Extrait du document —
_____

Le samedi 28 mai, après deux années de discussion, le Parti Socialiste (PS)
a adopté à l’unanimité un projet servant de socle commun pour
l’ensemble des futurs candidats du PS pour les élections présidentielles
de 2012. Le PS indique qu’il est prêt à succéder à Nicolas Sarkozy en
2012, tout en menant les mêmes politiques que ce dernier.
Dans l’article de Sylvain Courage du Nouvel Observateur intitulé Projet
du PS pour 2012 : la grande messe de Martine Aubry du 29 mai, le
journaliste écrit : « Aubry emploie le « nous » pour dire « nous
sommes prêts pour redresser la France comme en 1981 et en 1997 dans un grand
élan démocratique.» ». Le projet 2012 du PS signifie que ce parti est prêt
à prendre le pouvoir pour mener les attaques contre la classe ouvrière qui sont
indispensables pour la bourgeoisie française.

_____

Données fournies —

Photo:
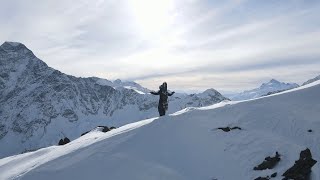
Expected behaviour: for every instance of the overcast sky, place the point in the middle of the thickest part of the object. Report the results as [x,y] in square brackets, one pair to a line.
[229,45]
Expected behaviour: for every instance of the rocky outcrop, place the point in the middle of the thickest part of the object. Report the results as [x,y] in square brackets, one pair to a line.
[302,168]
[64,141]
[268,163]
[36,99]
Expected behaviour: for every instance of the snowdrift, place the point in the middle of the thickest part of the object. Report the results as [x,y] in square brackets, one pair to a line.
[188,144]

_____

Exercice proposé 1 —
Donnez toutes les personnes nommées dans l'article sur le projet du PS pour 2012.
Exercice proposé 2 —
Recopiez tel quel le passage de l'article sur le projet du PS pour 2012 qui va de « Dans l’article de » à « la bourgeoisie française. ».

Résultat 1 —
Nicolas Sarkozy
Sylvain Courage
Martine Aubry

Résultat 2 —
Dans l’article de Sylvain Courage du Nouvel Observateur intitulé Projet
du PS pour 2012 : la grande messe de Martine Aubry du 29 mai, le
journaliste écrit : « Aubry emploie le « nous » pour dire « nous
sommes prêts pour redresser la France comme en 1981 et en 1997 dans un grand
élan démocratique.» ». Le projet 2012 du PS signifie que ce parti est prêt
à prendre le pouvoir pour mener les attaques contre la classe ouvrière qui sont
indispensables pour la bourgeoisie française.